Work order – From the entries below, list each line with "clicks".
┄┄┄┄┄┄┄┄┄┄┄┄┄┄┄┄┄┄┄┄
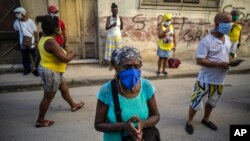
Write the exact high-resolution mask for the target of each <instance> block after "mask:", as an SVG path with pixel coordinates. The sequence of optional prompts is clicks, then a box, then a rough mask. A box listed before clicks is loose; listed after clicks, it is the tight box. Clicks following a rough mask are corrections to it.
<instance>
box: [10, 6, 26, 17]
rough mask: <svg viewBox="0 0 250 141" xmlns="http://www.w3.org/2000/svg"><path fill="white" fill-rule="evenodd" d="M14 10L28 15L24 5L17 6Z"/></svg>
mask: <svg viewBox="0 0 250 141" xmlns="http://www.w3.org/2000/svg"><path fill="white" fill-rule="evenodd" d="M13 12H15V13H21V14H23V15H26V10H25V9H24V8H23V7H17V8H16V9H15V10H14V11H13Z"/></svg>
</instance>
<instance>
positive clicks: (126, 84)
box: [118, 68, 141, 90]
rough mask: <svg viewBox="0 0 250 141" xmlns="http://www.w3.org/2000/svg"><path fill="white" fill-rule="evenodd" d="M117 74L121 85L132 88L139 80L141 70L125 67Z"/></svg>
mask: <svg viewBox="0 0 250 141" xmlns="http://www.w3.org/2000/svg"><path fill="white" fill-rule="evenodd" d="M118 76H119V78H120V81H121V83H122V85H123V86H124V87H125V88H126V89H128V90H132V89H133V88H134V87H135V86H136V84H137V83H138V82H139V80H140V77H141V70H138V69H134V68H130V69H126V70H123V71H121V72H119V74H118Z"/></svg>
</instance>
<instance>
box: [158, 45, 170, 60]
mask: <svg viewBox="0 0 250 141" xmlns="http://www.w3.org/2000/svg"><path fill="white" fill-rule="evenodd" d="M157 55H158V56H159V57H160V58H168V57H169V56H170V50H163V49H161V48H160V47H158V50H157Z"/></svg>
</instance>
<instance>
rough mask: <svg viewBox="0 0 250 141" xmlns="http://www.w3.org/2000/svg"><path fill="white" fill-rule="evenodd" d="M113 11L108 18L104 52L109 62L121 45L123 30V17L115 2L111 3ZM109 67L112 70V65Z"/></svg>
┄┄┄┄┄┄┄┄┄┄┄┄┄┄┄┄┄┄┄┄
Output below –
Write the exact high-resolution mask for the target of each <instance> block after "mask:", as an SVG path with pixel coordinates. The sequence of optional prompts is clicks, then a box, then a rough mask. A box listed before clicks is loose; listed after clicks, it is the tight box. Clicks following a rough mask are corrections to it.
positive clicks: (126, 84)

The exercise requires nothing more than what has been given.